** Input data **
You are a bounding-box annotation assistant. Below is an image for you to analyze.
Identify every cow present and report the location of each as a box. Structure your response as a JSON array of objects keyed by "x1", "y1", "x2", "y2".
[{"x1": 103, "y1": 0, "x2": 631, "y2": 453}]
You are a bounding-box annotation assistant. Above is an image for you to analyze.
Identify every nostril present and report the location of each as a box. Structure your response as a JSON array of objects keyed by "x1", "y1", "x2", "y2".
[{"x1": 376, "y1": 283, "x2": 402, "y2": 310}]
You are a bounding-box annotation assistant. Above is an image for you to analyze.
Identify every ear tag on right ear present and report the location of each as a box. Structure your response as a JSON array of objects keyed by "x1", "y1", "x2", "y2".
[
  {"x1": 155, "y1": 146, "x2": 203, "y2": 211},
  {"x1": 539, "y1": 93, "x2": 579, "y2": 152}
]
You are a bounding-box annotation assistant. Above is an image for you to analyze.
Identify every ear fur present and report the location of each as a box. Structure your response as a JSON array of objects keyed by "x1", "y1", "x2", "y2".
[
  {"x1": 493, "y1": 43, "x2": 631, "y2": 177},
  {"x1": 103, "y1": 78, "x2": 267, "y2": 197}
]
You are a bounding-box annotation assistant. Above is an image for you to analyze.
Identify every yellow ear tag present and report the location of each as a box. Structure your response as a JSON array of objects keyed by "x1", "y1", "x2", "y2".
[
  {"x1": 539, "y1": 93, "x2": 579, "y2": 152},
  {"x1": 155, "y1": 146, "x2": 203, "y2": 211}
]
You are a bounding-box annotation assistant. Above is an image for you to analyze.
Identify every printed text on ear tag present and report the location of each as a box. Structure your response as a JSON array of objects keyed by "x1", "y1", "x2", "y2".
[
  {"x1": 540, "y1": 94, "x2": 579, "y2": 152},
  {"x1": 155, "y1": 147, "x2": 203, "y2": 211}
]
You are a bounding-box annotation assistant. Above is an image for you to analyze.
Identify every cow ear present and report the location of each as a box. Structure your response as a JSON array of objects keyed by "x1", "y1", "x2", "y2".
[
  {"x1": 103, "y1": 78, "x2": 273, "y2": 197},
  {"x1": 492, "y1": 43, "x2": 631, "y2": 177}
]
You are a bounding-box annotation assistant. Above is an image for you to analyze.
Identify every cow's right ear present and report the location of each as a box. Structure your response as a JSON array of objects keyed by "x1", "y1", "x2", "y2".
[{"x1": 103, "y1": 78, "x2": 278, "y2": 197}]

** Given exercise **
Please show each line above that contains the word "printed", copying each one in full. Case counts.

** The response **
Identify every printed text on ear tag present and report the location of each as a box. Structure your response as a JSON array of objects keyed by "x1", "y1", "x2", "y2".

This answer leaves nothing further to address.